*Instrucciones*:
Por favor, contesta estas preguntas sobre el fragmento:
1. ¿En qué ciudad se encontraron la narradora y su amiga Eva?
2. ¿Dónde trabajaba la narradora cuando lo compaginaba con sus estudios en la facultad?
3. ¿Qué profesión de Eva menciona la narradora al contestar a la voz masculina?

*Fragmento para leer*:
Nos
encontramos mi amiga Eva y yo en Alicante, en un lugar mágico lleno de libros,
cuentos, historias y, cómo no, de palabras. Las nuestras, sobre todo, porque
hacía mucho tiempo que no nos veíamos y que no estábamos juntas. Vivir cada una
en una isla parece que implique mucho mar y más distancia todavía.
Era
una librería grande, muy cálida y acogedora, con una gran sala para
proyecciones, ponencias, club de lectura y presentaciones. También sitios
cómodos para leer o tomar un café o ambas cosas a la vez. Fue entrar allí y
encontrarme a gusto, en mi lugar. Seguro que llevaba mucho tiempo esperándome. Me
hizo recordar mi trabajo en la editorial de Fernando Torres en Valencia, cuando
lo compaginaba con mis estudios en la facultad.
En
el sector de los libros infantiles, abierto a un patio tras un gran ventanal, los
cuentos se ubicaban a la altura de los más pequeños. Mirábamos entusiasmadas
los títulos, pensando en nuestros nietos, cuando una voz masculina, procedente
del otro lado de la sala nos sorprendió:
–Si
las puedo ayudar...
A
lo que rápidamente contesté yo:
–Mi
amiga es profesora de Educación infantil. No será necesario. Muchas gracias.
Fui
un poco borde y maleducada, lo reconozco, pero no quería que se rompiera
nuestro hechizo. Éramos hadas, magas, brujas y el bosque de cuentos, nuestra
guarida. Habíamos regresado a nuestra particular selva guatemalteca, la que nos
unió para siempre a ambas como cooperantes y camaradas. De eso ya hace tanto
tiempo...

*Bloque de datos*:
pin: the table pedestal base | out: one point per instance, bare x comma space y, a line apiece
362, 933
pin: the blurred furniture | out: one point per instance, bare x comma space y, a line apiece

*Tarea resuelta*:
1. En Alicante.
2. En la editorial de Fernando Torres en Valencia.
3. Profesora de Educación infantil.